WHAT YOU SHOULD DO =>
Rewrite every line of the listing below, requests included. Scale each box coordinate in the answers by 0.9 and round to the nearest whole number, with halves rounding up. Leave the numbers in the requests and their format samples unchanged.

- - - -

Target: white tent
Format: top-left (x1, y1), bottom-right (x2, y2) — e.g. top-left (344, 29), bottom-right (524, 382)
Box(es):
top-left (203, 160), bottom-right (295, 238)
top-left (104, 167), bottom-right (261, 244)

- - - -

TASK RESULT =>
Target: white tent
Format: top-left (x1, y1), bottom-right (x2, y2) — e.g. top-left (344, 29), bottom-right (524, 382)
Box(es):
top-left (183, 144), bottom-right (266, 214)
top-left (94, 150), bottom-right (235, 220)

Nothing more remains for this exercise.